■ ARTICLE:
Avec ce numéro 124 paraissent les « nouveaux » Actes Sémiotiques. Ils sont nés d’une crise survenue au printemps 2020 – année qui en compta un certain nombre… Nos lecteurs ont été informés des changements dans l’organigramme par un communiqué du 28 mars. L’équipe rédactionnelle qui a pris la relève, en s’adossant à un comité éditorial étroitement impliqué dans le travail collectif de la revue, se donne pour objectif de développer la collégialité dans le fonctionnement, de promouvoir les problématiques nouvelles d’une sémiotique toujours en gestation, et de s’ouvrir plus largement au dialogue interdisciplinaire.

Le défi à relever est de taille, compte tenu de la qualité reconnue de cette revue qui, avec beaucoup d’autres de portée internationale, contribue depuis longtemps au développement et à la diffusion de notre discipline.

Le numéro que nous présentons aujourd’hui comporte deux grands dossiers. Le premier, dirigé par Jacques Fontanille, est consacré à la problématique « Des nudges dans les politiques publiques ». Il approfondit les modes de configuration de cette « incitation douce » en mettant en évidence ses enjeux narratifs, énonciatifs, actantiels, modaux, éthiques et politiques. Ce sujet particulièrement prégnant dans la société actuelle est questionné à travers de multiples exemples où le nudging est impliqué : langue, communication de masse et institutions, urbanisme et design, commerce, tourisme et industrie alimentaire, finances, politique et écologie. Le second dossier, coordonné par Gianfranco Marrone, s’intitule « Formes de la commensalité : dispositifs rituels autour du manger ». On s’y attache à explorer, par l’observation directe ou à travers des représentations littéraires et filmiques, les pratiques qui, d’Orient en Occident, font du manger et du manger-ensemble un phénomène culturalisé autour de la norme et de l’usage, entre convocation, révocation et transgression.

Ces deux dossiers relèvent de la socio-sémiotique et s’inscrivent, plus largement, dans une « sémiotique de la culture ». Sous-tendus par des problématiques communes qui présentent un intérêt fondamental pour la sémiotique contemporaine, ils nous invitent, de ce fait, à prolonger la réflexion au-delà de leurs thématiques particulières.

■ EXTRAIT DE DONNÉES:
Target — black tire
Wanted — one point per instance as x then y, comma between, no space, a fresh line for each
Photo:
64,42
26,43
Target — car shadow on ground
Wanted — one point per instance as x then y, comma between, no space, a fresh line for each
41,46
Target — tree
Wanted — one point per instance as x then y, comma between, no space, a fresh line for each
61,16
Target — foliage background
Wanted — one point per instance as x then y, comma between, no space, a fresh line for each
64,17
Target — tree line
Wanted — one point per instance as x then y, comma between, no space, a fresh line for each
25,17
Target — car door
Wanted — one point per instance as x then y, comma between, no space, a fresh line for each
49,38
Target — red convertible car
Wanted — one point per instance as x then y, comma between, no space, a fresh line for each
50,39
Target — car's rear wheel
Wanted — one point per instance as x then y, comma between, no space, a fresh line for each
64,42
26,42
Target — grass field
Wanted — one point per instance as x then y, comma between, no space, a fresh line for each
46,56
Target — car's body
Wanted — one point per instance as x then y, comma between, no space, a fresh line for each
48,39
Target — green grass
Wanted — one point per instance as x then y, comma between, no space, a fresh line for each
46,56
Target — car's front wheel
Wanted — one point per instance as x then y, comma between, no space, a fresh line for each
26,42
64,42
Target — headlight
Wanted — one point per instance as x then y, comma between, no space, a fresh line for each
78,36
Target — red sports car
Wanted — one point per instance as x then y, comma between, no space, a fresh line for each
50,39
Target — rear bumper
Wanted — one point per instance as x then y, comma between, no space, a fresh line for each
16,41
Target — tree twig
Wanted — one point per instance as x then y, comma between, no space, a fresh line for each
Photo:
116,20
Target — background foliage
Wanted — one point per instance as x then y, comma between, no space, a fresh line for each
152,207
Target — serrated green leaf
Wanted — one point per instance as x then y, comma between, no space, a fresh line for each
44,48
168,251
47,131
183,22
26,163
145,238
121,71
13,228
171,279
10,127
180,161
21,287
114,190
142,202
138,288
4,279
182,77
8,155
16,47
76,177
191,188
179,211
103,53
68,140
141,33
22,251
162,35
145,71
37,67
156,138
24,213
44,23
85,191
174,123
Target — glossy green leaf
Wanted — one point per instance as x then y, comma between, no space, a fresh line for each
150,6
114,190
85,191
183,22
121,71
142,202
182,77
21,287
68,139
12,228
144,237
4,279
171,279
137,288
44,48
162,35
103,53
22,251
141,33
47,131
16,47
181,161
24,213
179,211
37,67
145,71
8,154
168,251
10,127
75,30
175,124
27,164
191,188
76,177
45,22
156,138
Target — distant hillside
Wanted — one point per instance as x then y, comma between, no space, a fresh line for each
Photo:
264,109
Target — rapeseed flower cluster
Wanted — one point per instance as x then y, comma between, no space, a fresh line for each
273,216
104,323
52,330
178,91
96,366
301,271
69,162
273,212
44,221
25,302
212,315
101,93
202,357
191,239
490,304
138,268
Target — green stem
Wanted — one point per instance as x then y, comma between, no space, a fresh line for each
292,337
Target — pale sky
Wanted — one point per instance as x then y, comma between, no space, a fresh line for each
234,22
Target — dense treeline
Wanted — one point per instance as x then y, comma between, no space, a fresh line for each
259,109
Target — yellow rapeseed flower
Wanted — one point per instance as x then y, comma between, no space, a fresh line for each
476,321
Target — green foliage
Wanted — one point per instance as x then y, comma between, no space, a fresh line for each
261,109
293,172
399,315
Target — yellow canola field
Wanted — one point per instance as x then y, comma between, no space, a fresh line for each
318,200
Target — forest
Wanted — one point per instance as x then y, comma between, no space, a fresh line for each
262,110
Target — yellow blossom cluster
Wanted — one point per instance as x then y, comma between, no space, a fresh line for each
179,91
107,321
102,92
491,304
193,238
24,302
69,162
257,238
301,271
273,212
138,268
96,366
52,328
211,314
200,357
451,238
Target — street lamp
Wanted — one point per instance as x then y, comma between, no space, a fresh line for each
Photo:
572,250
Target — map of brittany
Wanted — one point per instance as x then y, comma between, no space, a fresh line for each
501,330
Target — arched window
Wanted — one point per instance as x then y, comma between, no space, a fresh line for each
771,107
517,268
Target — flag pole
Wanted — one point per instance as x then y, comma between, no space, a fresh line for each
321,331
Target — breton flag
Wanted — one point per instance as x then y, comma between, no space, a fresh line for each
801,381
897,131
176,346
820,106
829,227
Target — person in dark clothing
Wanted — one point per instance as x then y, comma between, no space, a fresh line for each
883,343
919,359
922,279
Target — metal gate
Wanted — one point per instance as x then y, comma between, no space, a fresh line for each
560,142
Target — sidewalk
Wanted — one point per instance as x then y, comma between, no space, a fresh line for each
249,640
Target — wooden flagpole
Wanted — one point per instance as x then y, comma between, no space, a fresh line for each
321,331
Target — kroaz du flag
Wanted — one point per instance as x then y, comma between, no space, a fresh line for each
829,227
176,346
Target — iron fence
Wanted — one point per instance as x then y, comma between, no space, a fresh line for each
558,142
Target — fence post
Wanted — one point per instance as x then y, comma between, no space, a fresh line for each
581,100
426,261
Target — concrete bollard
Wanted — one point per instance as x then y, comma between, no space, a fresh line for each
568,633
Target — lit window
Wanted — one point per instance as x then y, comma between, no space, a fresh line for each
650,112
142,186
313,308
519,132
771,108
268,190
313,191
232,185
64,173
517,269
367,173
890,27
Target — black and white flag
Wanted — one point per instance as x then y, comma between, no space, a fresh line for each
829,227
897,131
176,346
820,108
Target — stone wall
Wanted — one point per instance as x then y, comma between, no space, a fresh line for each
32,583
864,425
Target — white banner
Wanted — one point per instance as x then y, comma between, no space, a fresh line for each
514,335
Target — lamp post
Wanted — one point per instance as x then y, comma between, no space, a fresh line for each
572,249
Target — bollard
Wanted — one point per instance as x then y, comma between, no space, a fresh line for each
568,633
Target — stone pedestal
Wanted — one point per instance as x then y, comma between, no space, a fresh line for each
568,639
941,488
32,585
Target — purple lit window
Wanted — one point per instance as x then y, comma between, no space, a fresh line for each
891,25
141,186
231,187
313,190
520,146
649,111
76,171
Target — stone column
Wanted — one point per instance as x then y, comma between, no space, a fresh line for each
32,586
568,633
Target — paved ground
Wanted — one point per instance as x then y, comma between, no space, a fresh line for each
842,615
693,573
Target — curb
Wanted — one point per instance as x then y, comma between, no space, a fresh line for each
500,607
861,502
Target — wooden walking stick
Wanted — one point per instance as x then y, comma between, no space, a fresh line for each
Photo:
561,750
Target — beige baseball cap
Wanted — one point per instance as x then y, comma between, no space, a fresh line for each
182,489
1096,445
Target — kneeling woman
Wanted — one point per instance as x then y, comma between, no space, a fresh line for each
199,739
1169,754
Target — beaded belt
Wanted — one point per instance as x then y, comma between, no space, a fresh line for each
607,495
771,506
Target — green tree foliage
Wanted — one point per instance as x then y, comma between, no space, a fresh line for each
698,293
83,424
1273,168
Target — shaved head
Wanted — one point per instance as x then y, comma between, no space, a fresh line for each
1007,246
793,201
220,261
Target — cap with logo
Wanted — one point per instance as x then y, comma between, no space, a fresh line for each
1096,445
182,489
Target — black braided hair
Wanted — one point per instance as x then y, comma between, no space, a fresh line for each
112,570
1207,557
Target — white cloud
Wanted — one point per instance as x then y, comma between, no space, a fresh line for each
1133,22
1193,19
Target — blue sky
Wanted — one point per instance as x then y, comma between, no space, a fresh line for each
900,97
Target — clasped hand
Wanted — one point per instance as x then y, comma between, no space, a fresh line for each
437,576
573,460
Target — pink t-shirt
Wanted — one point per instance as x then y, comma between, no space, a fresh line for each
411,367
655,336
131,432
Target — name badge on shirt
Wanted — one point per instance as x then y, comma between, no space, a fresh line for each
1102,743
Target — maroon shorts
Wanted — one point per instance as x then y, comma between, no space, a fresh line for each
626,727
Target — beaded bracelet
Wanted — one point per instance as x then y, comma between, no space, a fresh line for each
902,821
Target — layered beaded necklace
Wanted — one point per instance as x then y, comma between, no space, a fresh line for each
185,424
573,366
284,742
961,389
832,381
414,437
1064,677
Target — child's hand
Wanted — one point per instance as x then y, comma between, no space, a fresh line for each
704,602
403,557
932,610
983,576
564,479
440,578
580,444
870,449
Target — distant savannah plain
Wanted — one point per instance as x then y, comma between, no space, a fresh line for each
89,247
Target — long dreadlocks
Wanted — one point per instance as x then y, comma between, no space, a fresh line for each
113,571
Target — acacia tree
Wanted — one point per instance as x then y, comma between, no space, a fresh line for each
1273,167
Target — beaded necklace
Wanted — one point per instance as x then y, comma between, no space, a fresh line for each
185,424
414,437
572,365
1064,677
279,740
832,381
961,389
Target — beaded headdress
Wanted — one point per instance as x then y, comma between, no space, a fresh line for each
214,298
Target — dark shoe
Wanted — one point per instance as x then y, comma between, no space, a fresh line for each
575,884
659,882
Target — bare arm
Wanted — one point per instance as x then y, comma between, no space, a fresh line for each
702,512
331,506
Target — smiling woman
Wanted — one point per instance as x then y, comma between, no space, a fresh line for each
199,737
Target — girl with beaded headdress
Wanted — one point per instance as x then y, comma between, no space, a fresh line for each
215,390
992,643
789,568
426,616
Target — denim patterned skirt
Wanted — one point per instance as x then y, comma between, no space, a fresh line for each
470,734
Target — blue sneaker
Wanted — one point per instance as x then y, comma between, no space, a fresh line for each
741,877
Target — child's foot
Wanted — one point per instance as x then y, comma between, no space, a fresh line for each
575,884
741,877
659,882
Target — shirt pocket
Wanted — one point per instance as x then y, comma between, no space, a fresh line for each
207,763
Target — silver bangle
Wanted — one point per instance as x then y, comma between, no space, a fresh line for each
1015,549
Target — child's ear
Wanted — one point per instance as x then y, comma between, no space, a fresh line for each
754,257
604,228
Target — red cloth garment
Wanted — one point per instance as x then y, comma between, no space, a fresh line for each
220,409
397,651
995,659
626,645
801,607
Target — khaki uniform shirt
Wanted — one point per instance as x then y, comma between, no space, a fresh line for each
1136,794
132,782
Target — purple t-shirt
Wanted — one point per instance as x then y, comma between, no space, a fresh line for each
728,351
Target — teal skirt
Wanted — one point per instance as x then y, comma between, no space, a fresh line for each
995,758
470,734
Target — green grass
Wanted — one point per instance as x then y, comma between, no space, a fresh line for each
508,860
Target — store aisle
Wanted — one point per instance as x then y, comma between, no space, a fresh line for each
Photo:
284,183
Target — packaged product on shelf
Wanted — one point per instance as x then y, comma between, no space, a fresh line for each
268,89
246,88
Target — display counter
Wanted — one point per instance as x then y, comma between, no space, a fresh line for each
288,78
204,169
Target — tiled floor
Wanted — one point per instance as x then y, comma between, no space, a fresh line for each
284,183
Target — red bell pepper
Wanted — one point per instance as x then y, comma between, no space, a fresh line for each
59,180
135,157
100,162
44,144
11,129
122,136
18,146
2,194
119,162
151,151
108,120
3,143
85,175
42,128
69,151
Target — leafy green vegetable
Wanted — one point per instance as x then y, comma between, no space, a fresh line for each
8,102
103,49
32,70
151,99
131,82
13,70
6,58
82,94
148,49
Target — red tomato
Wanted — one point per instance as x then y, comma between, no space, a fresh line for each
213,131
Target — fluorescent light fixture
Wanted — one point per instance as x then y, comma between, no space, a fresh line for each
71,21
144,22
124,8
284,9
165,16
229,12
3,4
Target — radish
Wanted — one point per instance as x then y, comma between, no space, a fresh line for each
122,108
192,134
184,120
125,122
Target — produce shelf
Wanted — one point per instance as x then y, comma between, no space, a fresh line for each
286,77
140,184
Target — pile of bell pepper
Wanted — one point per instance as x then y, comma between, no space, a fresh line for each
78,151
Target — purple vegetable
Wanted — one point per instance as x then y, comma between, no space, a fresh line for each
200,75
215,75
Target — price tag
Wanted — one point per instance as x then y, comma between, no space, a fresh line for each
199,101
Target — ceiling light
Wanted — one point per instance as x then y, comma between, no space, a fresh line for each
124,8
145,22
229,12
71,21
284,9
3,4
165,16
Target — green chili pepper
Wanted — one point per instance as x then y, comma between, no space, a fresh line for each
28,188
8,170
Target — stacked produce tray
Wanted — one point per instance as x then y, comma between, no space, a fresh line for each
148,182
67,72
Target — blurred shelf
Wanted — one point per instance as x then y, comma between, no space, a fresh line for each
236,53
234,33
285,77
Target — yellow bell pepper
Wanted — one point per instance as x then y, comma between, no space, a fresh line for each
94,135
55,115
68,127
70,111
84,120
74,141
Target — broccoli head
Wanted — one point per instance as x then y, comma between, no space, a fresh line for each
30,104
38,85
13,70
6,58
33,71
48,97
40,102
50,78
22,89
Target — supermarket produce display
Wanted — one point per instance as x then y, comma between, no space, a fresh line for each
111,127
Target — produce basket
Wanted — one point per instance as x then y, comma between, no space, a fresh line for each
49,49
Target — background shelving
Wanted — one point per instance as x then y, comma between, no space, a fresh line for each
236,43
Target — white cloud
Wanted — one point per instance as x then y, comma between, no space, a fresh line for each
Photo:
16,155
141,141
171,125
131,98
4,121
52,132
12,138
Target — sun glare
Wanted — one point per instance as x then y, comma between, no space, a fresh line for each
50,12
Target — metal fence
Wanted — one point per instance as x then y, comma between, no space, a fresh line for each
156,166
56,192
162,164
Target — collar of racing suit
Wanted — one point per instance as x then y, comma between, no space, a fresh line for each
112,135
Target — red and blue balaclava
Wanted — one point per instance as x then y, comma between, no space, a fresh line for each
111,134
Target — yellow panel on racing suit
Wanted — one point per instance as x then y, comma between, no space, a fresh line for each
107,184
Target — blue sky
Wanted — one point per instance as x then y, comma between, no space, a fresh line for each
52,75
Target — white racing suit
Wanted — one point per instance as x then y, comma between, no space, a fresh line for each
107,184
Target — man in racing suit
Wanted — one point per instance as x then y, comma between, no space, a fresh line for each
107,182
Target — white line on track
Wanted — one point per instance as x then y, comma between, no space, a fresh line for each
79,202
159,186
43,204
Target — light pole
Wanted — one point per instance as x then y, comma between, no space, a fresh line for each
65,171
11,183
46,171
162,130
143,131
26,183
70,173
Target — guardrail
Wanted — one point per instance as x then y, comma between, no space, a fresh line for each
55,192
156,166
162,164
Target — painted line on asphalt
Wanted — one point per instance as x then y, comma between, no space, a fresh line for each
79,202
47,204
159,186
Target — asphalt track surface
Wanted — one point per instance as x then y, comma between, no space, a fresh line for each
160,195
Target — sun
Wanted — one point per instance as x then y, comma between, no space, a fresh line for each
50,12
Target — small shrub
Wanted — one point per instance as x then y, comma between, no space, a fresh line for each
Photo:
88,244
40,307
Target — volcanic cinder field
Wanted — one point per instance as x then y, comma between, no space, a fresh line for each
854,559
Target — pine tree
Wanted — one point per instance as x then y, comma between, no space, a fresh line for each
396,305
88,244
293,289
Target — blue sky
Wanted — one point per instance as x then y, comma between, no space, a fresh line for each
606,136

■ CONSIGNE: Reprenez l'article sur le numéro 124 des Actes Sémiotiques à la suite de sa dernière phrase. Cette liste provient d'une autre source que l'article.

■ RÉPONSE:
Ils conjuguent en effet les différentes étapes de l’élaboration théorique en sémiotique – depuis la période structuraliste jusqu’aux développements plus récents autour de la tensivité et du sensible. Les contributions dans leur ensemble approfondissent aussi bien la problématique de la pratique que celle de la manipulation. Rituels investis de signification sociale – voire religieuse et mythique, comme dans le repas bouddhiste – ou automatismes qui traduisent l’usure du sens – comme les déplacements en ville, terrain privilégié des nudges : autant de formes et de nuances de la pratique que ces dossiers analysent. Corrélativement, instituant ou modifiant ces pratiques, la « persuasion esthésique » – caractéristique d’un grand nombre de nudges – vient s’ajouter à la persuasion affective ou cognitive traditionnellement reconnue, ainsi qu’à la coercition imposée par la règle – du « bien manger », par exemple : c’est ainsi que le vaste champ sémiotique de la manipulation se trouve ici réinterrogé et enrichi.

Enfin, assurant la publication de ce numéro qui compte plus de 450 pages, nous avons pris la mesure de l’immense travail mené par nos prédécesseurs. Nous tenons donc à leur rendre hommage, en reconnaissant les heures, les semaines, les mois et les années qu’ils ont consacrés à la tâche minutieuse, chronophage, parfois ingrate et toujours destinée à disparaître, qui est celle de l’édition, entre relecture, correction et dialogue avec les différents auteurs. Travail de dentellière au bout duquel apparaît, reluisante, la trame du sens.